• [Trecho exibido]
----

Com a ajuda dele, comecei uma alimentação mais regrada. Logo operei a coluna e pude voltar a fazer musculação. A cada duas semanas, mandava fotos do meu corpo de frente, de lado e de costas para o health coach acompanhar a evolução. Foi quando ele me fez uma proposta: 'Já pensou em competir no bodybuilding? Você tem corpo de atleta. Vamos aproveitar isso'.

"Quando tu começa a emagrecer, acha que é superior aos outros"

Ele me explicou que o objetivo era ganhar músculos e, para isso, eu teria que seguir uma dieta restrita e uma rotina rígida de exercícios. Depois, desfilaria de biquíni e salto alto, igual às modelos da Victoria's Secret. Pensei: 'Meu Deus, vai ser um fiasco, mas vamos nessa'. Eu precisava de um objetivo para me apegar.

No começo, foi só alegria, porque pareceu tudo muito simples. Como atleta, era fácil seguir a dieta e manter a disciplina dos treinos. Eu recebia o plano dos próximos dias e falava 'bora', sem parar para observar ou pensar como aquilo me impactaria emocionalmente.

A minha autoestima subiu demais, fiquei insuportável. Me tornei muito vaidosa, posava no espelho o tempo todo. Quando tu começa a emagrecer, começa a se achar superior às outras pessoas.

Depois eu amadureci e entendi que isso era uma futilidade enorme, mas, naquele momento, a sensação era de superioridade. Pensava: 'Se eu consigo, todo o mundo consegue'.

Quanto mais via resultados, mais queria continuar. Não podia comer um bolo, um chocolate. Virei uma pessoa muito chata. Toda vez que o Bruno queria ir a um restaurante, eu levava a minha marmita, e pensava: 'Tudo bem, é só comida'. Mas não é só comida.

Eu estava contente, cada vez mais magra e cada vez mais motivada para vencer o mundial de bodybuilding, que era o meu objetivo. Depois, vi que as consequências negativas eram muito maiores do que as glórias.

"Meu café da manhã era tilápia. Levantava peso chorando"

Foram dois anos nesse universo fitness. Chegou uma fase da preparação em que o meu café da manhã era tilápia e vagem. Eu seguia uma alimentação restrita, sem gordura e sem sal. Eu não pensava no que era gostoso e no que não era. Eu seguia o plano, não queria saber.

Eu praticamente não consumia carboidratos. Fui secando, comendo cada vez menos nutrientes, e meu cérebro ficou preguiçoso. Perdi um pouco do raciocínio lógico, meus hormônios ficaram todos desregulados, e eu me sentia irritada o tempo todo.

----

• [Linhas de dados]
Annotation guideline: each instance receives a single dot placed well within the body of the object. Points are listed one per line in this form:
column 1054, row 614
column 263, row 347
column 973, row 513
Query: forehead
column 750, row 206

----

• [O que fazer]
Atualize o trecho exibido, começando em "Foram dois anos" e terminando em "irritada o tempo todo.", e escreva-o de novo com "vagem" substituído por "brócolis".

• [Solução do problema]
Foram dois anos nesse universo fitness. Chegou uma fase da preparação em que o meu café da manhã era tilápia e brócolis. Eu seguia uma alimentação restrita, sem gordura e sem sal. Eu não pensava no que era gostoso e no que não era. Eu seguia o plano, não queria saber.

Eu praticamente não consumia carboidratos. Fui secando, comendo cada vez menos nutrientes, e meu cérebro ficou preguiçoso. Perdi um pouco do raciocínio lógico, meus hormônios ficaram todos desregulados, e eu me sentia irritada o tempo todo.